▶ _TEXTO DEL DOCUMENTO_
En definitiva, que "inmensa mayoría" puede ser una expresión prostituida por los periodistas y puede que nos dé nauseas, pero es válida como cualquier otra similar.


----------



## Xiscomx

_Hola __*Jonno*__:_


Jonno said:


> Creo que subestimas mi entendimiento.


Nada más alejado de mi intención que el ofenderte y si así te has sentido te pido mis sinceras disculpas. La próxima vez, que por cierto ya es esta, salpicaré de dubitativos mis argumentaciones si así te place más.


Jonno said:


> …aparte del abuso periodístico de "inmensa" con "mayoría" no veo ningún problema en su uso correcto, puesto que lo que se aplica es la primera acepción y no la segunda. Por tanto ¿por qué estamos hablando de esa segunda? Haber abierto un tema sobre "inmenso,a" y no sobre "inmensa mayoría".


El título de la madeja es: «inmensa mayoría / inmensa minoría», porque, parece ser, que si las cosas no son inmensas no llaman la atención, y consta de cuatro preguntas, posiblemente, muy básicas:
_1)    _¿Puede algo, que habiendo sido constatado ya como «mayoría», elevar a un rango superior ésta»?  
_2)    _Su presidente, en un momento dado, dice*: «La inmensa mayoría de los votantes han optado por…»* ¿Cambiaría en algo esta arenga si dijera*: «La mayoría de los votantes han optado por…»*?
3)    En contraposición, ¿podría existir una* «inmensa minoría»*?
4)    ¿Cómo se podrían calificar estas dos locuciones?

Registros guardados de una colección

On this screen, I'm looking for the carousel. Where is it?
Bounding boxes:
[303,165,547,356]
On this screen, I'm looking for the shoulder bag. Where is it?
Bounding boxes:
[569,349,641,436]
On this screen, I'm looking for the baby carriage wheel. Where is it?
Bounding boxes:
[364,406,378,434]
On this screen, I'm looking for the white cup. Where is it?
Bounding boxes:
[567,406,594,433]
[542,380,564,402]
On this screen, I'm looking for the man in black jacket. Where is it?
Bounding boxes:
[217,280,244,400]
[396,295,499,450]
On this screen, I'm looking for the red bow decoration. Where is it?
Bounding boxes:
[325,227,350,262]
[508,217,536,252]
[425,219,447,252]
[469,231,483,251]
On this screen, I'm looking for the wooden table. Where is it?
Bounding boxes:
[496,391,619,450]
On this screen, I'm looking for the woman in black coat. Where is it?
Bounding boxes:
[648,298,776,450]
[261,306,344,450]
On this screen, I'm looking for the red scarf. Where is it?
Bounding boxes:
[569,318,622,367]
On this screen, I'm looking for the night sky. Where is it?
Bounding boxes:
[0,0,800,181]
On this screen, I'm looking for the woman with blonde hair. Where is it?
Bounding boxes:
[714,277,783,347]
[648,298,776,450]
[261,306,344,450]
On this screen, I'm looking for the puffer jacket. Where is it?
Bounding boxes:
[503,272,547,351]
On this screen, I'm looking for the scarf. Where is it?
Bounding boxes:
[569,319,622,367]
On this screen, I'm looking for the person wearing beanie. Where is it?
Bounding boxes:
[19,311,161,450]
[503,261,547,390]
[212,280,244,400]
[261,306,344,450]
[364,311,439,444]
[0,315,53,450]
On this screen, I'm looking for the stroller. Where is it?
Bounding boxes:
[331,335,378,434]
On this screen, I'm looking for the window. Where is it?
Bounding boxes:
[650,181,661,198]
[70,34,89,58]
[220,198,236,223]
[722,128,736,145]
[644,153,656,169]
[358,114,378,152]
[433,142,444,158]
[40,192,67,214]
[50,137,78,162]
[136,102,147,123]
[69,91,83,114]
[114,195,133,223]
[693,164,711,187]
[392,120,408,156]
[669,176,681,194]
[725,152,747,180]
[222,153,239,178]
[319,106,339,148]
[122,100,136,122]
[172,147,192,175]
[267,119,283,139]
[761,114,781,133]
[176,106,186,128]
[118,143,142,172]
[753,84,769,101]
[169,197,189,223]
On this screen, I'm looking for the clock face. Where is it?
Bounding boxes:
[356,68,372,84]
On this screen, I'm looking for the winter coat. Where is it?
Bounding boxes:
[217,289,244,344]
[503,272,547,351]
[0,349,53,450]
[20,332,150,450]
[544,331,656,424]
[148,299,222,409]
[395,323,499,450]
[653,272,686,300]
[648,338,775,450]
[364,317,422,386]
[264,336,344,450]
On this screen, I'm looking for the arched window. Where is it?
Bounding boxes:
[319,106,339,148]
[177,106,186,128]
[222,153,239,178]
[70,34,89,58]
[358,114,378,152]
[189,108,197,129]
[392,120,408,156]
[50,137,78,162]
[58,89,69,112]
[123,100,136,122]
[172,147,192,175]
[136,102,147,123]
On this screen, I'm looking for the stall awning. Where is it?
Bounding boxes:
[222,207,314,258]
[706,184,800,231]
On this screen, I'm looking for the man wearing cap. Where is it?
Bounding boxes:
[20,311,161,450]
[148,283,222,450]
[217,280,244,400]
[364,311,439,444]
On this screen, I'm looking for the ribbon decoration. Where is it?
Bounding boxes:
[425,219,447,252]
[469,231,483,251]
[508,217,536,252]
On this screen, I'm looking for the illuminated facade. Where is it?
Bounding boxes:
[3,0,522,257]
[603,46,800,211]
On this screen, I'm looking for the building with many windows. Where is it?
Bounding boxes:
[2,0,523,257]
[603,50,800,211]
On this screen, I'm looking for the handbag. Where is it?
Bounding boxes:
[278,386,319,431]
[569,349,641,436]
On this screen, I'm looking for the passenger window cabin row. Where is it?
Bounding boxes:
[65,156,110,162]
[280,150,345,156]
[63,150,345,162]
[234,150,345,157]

▶ _EJERCICIOS PROPUESTOS_
(a) En el hilo sobre «inmensa mayoría», ¿qué título tiene la madeja?
(b) Prosigue el hilo sobre «inmensa mayoría» a partir de su última línea.

▶ _RESPUESTAS_
(a) «inmensa mayoría / inmensa minoría»

(b)
Todas las preguntas han sido ampliamente discutidas, pero, quizá, ninguna contestada.
Algunos forenses han preferido _chicuelinear_ la respuesta y optar por otros vocablos, pero son muy libres de hacerlo, faltaría más.
No tengo ningún problema con las dos acepciones que “desvirtua” el DRAE, ellos también son muy libres de expresarlo como su buen hacer les dicte. Y tampoco entro en la disyuntiva de que la utilización de «inmensa mayoría» sea correcta o no, solo indico que estoy hasta el colodrillo de escucharlo por todas partes.


Jonno said:


> …Y si lo que te molesta es esa imprecisión de la primera acepción, lo es tanto o tan poco como pequeño, grande, mucho, enorme... Porque no son expresiones matemáticas medibles, son subjetivas e imprecisas por si mismas. ¿Qué razón hay para no aplicarlo a una mayoría?
> ... ¿O es que tampoco admites "gran mayoría" por impreciso? En ese caso haber abierto un tema sobre cuantificación de mayorías.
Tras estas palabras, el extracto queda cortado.